-- Start --
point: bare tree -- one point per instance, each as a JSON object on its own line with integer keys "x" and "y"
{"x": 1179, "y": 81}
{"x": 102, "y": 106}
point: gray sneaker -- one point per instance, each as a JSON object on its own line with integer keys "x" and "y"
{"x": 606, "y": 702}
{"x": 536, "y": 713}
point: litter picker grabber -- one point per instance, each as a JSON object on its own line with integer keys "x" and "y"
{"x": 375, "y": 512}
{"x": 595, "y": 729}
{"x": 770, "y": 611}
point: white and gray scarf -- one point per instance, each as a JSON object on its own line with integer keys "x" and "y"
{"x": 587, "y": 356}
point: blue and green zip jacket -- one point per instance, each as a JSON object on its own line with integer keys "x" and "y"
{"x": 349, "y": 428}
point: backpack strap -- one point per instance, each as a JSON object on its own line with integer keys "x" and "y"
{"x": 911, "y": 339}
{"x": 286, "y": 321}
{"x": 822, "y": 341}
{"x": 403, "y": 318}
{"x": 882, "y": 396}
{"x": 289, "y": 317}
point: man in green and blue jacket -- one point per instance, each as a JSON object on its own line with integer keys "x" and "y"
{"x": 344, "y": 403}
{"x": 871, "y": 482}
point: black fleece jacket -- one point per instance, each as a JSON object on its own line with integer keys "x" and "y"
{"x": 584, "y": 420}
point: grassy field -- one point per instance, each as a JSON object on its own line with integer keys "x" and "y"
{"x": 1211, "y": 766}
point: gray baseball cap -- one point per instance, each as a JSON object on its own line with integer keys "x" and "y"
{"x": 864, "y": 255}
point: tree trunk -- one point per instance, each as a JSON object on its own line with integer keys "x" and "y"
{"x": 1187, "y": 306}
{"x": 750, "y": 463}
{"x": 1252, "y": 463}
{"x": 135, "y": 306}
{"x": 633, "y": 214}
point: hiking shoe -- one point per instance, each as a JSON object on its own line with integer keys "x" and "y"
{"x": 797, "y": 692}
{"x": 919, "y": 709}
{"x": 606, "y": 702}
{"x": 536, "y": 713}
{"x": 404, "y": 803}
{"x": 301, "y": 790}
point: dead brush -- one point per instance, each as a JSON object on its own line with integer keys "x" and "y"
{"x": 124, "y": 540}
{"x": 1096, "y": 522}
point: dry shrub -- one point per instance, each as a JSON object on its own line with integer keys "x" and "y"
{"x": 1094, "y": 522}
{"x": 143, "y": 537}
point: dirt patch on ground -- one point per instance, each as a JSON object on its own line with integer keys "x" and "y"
-- End --
▶ _Task statement_:
Rewrite the lines above, starting at the one containing "point: dead brush" and ending at the final line, with both ends included and each request kept as is. In the answers, add 130 to every x and y coordinate.

▶ _Output below_:
point: dead brush -- one point per instance, each as a JSON object on its own line with integer keys "x" and "y"
{"x": 254, "y": 670}
{"x": 1226, "y": 652}
point: dry shrub -- one point per instance, each as a JSON object on its own line with integer keys "x" and "y"
{"x": 1224, "y": 652}
{"x": 273, "y": 667}
point: dirt patch on ground -- one point per instance, each as a JSON object on its own line with integer keys "x" and "y"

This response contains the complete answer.